►

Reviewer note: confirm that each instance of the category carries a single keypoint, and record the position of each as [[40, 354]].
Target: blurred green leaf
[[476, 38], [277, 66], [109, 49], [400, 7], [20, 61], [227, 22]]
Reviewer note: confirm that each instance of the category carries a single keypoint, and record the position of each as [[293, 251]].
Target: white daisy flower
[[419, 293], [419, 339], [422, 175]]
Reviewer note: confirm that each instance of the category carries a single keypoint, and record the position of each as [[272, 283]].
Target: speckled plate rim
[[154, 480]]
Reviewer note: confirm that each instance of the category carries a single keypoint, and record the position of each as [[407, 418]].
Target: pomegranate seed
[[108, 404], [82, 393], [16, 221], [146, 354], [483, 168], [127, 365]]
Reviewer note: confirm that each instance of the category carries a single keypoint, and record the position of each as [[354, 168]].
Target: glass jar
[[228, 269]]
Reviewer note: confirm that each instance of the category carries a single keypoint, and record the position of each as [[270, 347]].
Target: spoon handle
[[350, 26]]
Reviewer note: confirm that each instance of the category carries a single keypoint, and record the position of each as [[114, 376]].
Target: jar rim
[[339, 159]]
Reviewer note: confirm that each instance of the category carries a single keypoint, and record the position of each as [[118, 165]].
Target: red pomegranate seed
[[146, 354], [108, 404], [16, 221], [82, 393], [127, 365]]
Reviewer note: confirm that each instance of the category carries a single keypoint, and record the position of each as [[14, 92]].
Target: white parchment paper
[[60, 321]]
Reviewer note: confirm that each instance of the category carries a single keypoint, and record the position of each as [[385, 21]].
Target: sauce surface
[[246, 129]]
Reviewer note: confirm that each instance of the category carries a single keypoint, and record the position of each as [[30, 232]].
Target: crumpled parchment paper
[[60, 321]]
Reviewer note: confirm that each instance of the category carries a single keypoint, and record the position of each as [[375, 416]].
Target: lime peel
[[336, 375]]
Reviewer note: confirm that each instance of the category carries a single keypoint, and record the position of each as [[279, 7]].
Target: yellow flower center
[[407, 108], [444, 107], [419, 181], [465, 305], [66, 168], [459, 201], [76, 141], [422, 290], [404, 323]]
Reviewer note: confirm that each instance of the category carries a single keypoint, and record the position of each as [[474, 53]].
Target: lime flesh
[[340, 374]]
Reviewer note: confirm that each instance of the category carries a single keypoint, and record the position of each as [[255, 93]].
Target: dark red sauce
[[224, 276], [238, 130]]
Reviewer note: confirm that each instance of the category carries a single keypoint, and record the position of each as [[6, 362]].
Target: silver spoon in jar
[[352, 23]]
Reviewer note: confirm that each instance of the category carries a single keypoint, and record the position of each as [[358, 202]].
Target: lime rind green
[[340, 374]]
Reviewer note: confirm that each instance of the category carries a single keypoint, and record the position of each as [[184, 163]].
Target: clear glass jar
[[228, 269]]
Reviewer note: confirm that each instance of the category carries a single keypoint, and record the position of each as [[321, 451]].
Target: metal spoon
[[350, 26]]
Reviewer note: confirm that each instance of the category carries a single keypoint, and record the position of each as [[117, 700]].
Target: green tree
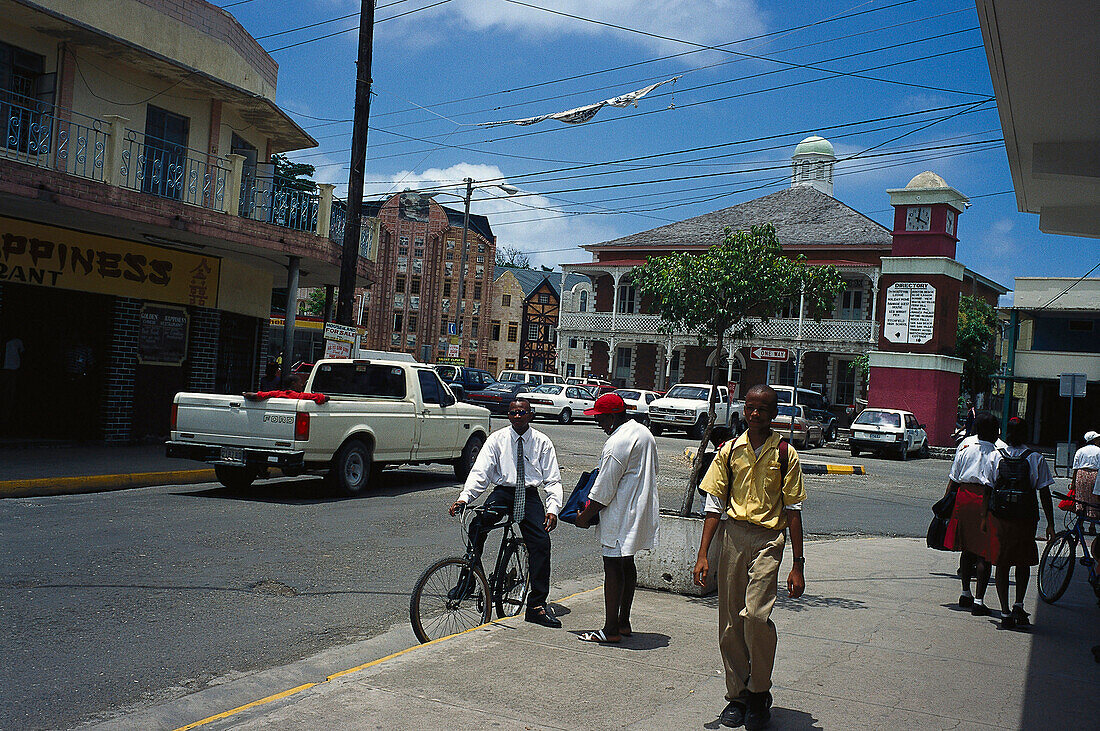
[[514, 257], [294, 175], [715, 294], [974, 343]]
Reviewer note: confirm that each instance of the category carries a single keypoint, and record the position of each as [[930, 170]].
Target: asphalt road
[[123, 599]]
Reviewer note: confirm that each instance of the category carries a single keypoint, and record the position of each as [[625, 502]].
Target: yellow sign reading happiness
[[47, 256]]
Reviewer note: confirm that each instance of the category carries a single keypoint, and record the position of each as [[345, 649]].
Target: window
[[626, 299]]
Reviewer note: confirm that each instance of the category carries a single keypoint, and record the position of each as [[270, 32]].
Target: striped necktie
[[520, 504]]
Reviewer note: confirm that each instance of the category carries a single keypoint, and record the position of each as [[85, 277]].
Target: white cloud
[[540, 230], [708, 22]]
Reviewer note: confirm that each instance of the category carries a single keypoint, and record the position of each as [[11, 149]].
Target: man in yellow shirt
[[755, 490]]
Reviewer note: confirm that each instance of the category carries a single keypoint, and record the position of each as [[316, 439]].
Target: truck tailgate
[[232, 420]]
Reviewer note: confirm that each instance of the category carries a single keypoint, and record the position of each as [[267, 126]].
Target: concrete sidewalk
[[876, 643], [67, 469]]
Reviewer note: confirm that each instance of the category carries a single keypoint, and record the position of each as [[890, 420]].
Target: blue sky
[[886, 80]]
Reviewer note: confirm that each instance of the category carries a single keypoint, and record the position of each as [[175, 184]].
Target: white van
[[536, 377]]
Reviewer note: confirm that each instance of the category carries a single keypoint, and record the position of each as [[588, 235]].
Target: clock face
[[917, 218]]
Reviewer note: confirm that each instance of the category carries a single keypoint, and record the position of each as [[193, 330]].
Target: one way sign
[[770, 354]]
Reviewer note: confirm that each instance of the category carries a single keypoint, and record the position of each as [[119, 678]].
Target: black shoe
[[733, 715], [1021, 617], [541, 616], [759, 711]]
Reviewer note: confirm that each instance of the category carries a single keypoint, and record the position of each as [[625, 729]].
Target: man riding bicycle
[[519, 455]]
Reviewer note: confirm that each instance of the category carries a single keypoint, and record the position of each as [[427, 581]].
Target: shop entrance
[[57, 391]]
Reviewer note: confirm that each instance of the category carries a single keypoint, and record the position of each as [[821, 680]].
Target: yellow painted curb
[[44, 486], [306, 686]]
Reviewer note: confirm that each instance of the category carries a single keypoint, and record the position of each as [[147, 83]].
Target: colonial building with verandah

◄

INSTRUCTIONS TO FOLLOW:
Using the records above, copy word for word the line with "as [[354, 168]].", the line with "as [[279, 7]].", and every line between them.

WRITTEN RESPONSE:
Reviewer note: confirm that each instance of the category carries a single keypoint, and record the position of each as [[354, 168]].
Target: glass jar
[[228, 269]]
Reviewer note: confirm that each instance of the category carries a single keypoint, and record the position of each as [[270, 347]].
Target: spoon handle
[[350, 26]]
Reviewer note: confirm that each instance of the category carries a single keypoint, and record the position of each as [[114, 376]].
Target: jar rim
[[339, 159]]
Reviewer note: confirm that each instance of the category carries a single keypoint, and record the position of each as [[118, 165]].
Target: red pomegranate seed
[[146, 354], [108, 404], [16, 221], [82, 393], [127, 365]]
Reviewer note: confirm that each instance of the category carries a single keypoint, and record the position of each as [[14, 92]].
Target: white parchment paper
[[60, 321]]
Reviewer note: confirm that each instance of the category carries a single keypoint, and record the position of each as [[385, 21]].
Target: sauce surface
[[246, 129]]
Reviewer note: confirm that each instance of the category carries a single keypoint, and record the position of each as [[30, 232]].
Target: crumpled parchment paper
[[60, 321]]
Reviewer note: confirm that each instance of the category carries a single keypoint, and record the position of each as [[375, 416]].
Target: lime peel
[[336, 375]]
Reviewer note: confirm that each instance of the category carries a single keypoint, and record the position of each as [[279, 7]].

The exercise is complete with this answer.